* **Exercise**
Copy out each line below that contains the string "dark". Matching is case-sensitive.

* **Data entries**
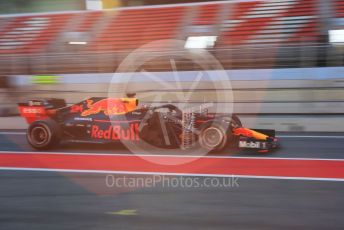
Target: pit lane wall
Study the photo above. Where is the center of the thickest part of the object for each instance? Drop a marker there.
(300, 99)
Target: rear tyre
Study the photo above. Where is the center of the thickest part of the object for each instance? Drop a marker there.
(43, 134)
(213, 137)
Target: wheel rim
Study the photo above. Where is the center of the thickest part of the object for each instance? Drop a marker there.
(212, 137)
(39, 135)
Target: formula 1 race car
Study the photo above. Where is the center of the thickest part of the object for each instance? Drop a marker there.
(104, 120)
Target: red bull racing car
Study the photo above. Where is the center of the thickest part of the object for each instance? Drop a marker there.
(104, 120)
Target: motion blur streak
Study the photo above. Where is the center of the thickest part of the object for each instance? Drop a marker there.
(250, 167)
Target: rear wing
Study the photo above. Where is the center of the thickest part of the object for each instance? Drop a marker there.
(39, 109)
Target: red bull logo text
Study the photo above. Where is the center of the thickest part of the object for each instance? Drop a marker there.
(116, 132)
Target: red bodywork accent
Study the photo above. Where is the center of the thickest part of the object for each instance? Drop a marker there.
(33, 113)
(243, 132)
(108, 106)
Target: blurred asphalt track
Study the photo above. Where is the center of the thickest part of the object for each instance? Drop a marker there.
(55, 200)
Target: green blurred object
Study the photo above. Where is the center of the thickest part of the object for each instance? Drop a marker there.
(45, 79)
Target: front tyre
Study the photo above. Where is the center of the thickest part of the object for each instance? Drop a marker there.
(43, 134)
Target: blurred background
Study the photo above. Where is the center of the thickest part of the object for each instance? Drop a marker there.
(284, 57)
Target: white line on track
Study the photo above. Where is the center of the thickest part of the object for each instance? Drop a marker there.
(171, 174)
(165, 155)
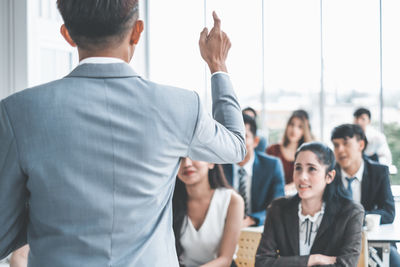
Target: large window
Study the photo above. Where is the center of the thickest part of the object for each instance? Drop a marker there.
(323, 56)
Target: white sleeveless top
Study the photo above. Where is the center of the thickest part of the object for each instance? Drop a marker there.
(202, 246)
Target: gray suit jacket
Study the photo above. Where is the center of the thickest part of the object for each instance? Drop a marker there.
(88, 164)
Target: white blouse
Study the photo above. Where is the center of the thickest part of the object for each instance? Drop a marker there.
(201, 246)
(308, 228)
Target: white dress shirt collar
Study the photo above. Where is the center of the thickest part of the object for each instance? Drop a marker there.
(101, 60)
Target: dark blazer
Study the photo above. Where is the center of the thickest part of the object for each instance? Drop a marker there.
(376, 194)
(339, 235)
(267, 183)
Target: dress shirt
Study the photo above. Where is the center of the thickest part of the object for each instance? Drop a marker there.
(356, 184)
(101, 60)
(248, 167)
(378, 145)
(308, 226)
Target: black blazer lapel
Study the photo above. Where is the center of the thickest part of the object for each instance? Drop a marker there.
(291, 222)
(324, 226)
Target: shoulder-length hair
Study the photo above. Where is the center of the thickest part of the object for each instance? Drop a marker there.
(216, 178)
(307, 137)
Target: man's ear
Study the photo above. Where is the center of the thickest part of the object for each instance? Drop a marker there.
(136, 31)
(330, 176)
(65, 33)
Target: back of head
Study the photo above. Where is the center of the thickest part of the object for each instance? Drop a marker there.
(98, 24)
(301, 113)
(361, 111)
(345, 131)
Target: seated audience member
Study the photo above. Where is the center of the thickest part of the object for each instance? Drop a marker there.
(377, 148)
(367, 181)
(19, 257)
(207, 215)
(258, 178)
(262, 143)
(296, 133)
(318, 226)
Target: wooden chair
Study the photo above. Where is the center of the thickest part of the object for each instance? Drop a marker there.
(363, 260)
(248, 244)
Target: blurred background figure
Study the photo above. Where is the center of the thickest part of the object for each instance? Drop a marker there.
(258, 178)
(296, 133)
(207, 215)
(377, 148)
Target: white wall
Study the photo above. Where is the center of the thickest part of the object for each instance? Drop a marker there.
(13, 46)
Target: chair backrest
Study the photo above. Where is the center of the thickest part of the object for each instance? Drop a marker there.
(363, 260)
(248, 244)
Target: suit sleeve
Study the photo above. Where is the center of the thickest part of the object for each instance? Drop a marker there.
(385, 201)
(276, 190)
(268, 251)
(220, 139)
(351, 247)
(13, 193)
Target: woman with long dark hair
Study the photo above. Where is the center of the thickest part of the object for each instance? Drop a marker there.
(320, 225)
(207, 215)
(296, 133)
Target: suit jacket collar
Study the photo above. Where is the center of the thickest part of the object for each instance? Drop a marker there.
(112, 70)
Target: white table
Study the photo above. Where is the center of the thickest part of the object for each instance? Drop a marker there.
(381, 237)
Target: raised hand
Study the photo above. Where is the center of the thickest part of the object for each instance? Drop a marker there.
(214, 46)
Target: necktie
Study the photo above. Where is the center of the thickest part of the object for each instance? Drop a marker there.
(349, 182)
(243, 189)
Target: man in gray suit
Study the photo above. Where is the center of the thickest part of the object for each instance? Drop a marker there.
(88, 162)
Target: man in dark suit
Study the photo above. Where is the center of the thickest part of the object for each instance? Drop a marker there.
(258, 178)
(367, 181)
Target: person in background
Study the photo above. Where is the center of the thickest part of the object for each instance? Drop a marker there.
(366, 181)
(207, 215)
(320, 225)
(296, 133)
(263, 143)
(377, 148)
(258, 178)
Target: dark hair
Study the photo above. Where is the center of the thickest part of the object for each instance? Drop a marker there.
(349, 131)
(216, 178)
(251, 110)
(307, 137)
(334, 193)
(252, 122)
(361, 111)
(302, 113)
(98, 23)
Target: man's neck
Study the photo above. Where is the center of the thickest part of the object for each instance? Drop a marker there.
(117, 53)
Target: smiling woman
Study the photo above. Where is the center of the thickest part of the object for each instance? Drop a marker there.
(320, 220)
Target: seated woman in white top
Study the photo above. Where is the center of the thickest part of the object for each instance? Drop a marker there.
(207, 215)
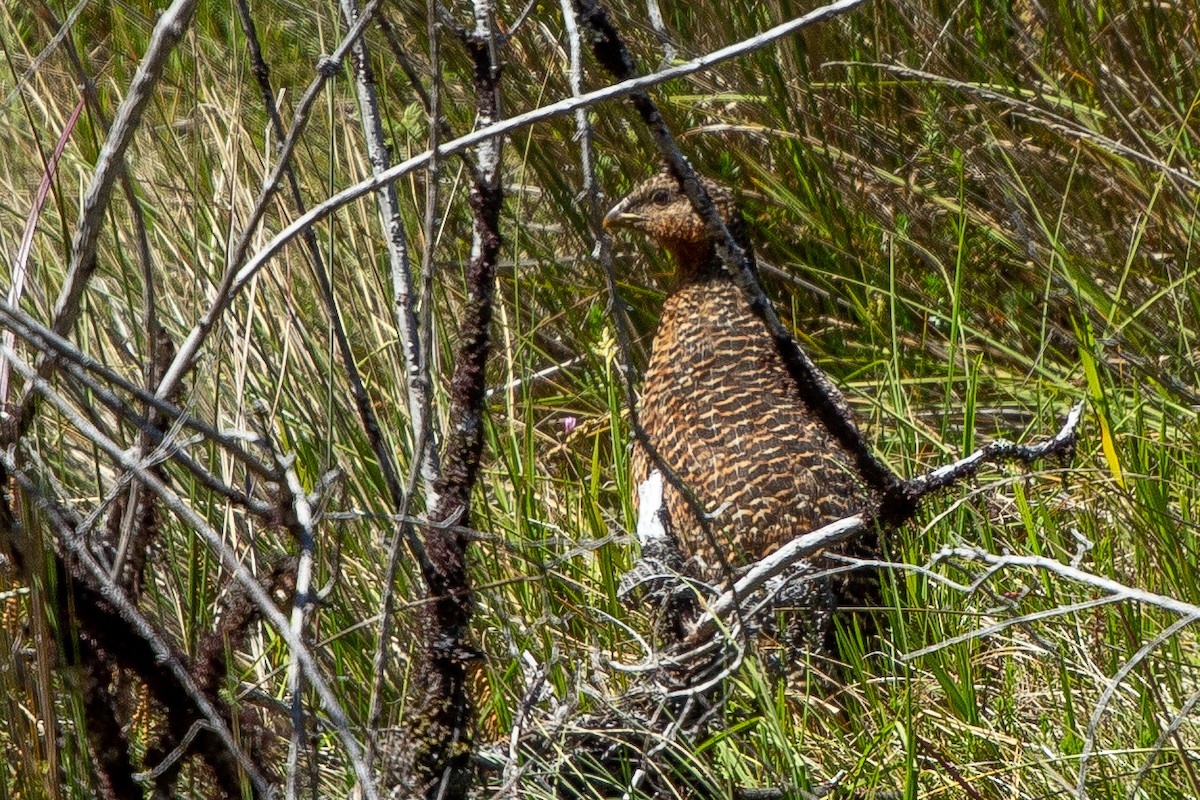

* **Expected answer**
Target: dark blazer
Target: woman with long dark hair
Target: man in dark suit
Target: dark hair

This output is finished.